**Provided records**
* * * * * * * * *
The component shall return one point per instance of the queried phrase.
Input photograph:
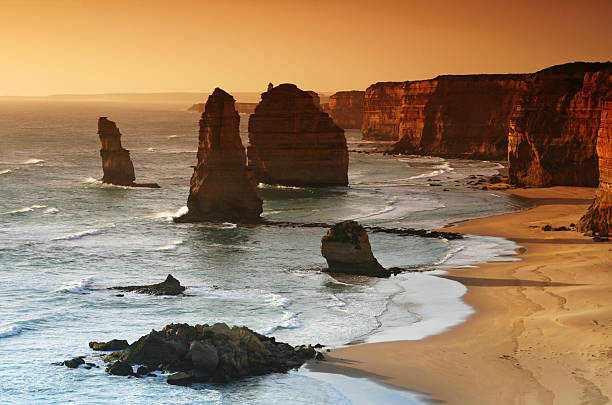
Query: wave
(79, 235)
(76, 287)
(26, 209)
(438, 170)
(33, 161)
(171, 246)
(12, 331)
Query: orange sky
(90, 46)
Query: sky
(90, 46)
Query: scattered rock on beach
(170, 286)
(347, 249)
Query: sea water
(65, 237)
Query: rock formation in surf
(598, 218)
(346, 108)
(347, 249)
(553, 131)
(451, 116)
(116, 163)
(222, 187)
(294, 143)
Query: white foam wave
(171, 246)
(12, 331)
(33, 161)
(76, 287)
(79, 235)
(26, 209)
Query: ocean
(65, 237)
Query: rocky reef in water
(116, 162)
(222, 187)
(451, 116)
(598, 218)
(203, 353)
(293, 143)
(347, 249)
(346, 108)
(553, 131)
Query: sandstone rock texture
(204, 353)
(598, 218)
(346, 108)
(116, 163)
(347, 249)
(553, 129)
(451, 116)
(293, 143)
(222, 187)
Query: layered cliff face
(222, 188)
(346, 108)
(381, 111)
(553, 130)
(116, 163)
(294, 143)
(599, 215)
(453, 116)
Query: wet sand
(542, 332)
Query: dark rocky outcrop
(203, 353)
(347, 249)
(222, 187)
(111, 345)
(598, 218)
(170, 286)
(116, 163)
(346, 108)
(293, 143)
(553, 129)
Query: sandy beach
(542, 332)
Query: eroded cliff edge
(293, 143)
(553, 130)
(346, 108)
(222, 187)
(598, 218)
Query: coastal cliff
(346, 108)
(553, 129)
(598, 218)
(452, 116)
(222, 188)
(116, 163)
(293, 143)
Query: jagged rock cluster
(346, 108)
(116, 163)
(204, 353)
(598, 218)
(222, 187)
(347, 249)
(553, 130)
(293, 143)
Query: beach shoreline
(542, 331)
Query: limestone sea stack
* * * * * * * * *
**What is required**
All of the data above should be printed again exactly, though none of the pictures belong in the copy.

**Answer for this exercise**
The component shall return one point per instance of the queried phrase.
Input photograph:
Query: wave
(79, 235)
(76, 287)
(26, 209)
(438, 170)
(33, 161)
(171, 246)
(12, 331)
Query: orange sky
(90, 46)
Query: sky
(90, 46)
Query: scattered rock on beach
(170, 286)
(347, 249)
Query: sea water
(65, 237)
Query: rock formation in surf
(598, 218)
(346, 108)
(347, 249)
(553, 131)
(451, 116)
(116, 163)
(222, 187)
(294, 143)
Query: white foam wave
(171, 246)
(12, 331)
(33, 161)
(76, 287)
(79, 235)
(26, 209)
Query: ocean
(65, 237)
Query: rocky reef in water
(116, 162)
(222, 187)
(451, 116)
(598, 218)
(203, 353)
(293, 143)
(347, 249)
(346, 108)
(553, 131)
Query: sandstone rock texture
(204, 353)
(598, 218)
(346, 108)
(116, 163)
(347, 249)
(553, 129)
(451, 116)
(293, 143)
(222, 187)
Query: layered cliff face
(222, 188)
(346, 108)
(381, 111)
(553, 130)
(116, 163)
(294, 143)
(599, 215)
(453, 116)
Query: wet sand
(542, 332)
Query: dark rocky outcrop
(203, 353)
(347, 249)
(222, 187)
(111, 345)
(598, 218)
(170, 286)
(116, 163)
(346, 108)
(293, 143)
(553, 129)
Query: sandy beach
(542, 332)
Query: eroded cliff edge
(293, 143)
(553, 130)
(346, 108)
(222, 187)
(598, 218)
Query: coastal cliff
(346, 108)
(553, 129)
(598, 218)
(452, 116)
(222, 188)
(116, 163)
(293, 143)
Query: jagged rock cluster
(346, 108)
(116, 163)
(204, 353)
(598, 218)
(222, 187)
(347, 249)
(553, 130)
(293, 143)
Query: beach shoreline
(542, 331)
Query: limestone sea stack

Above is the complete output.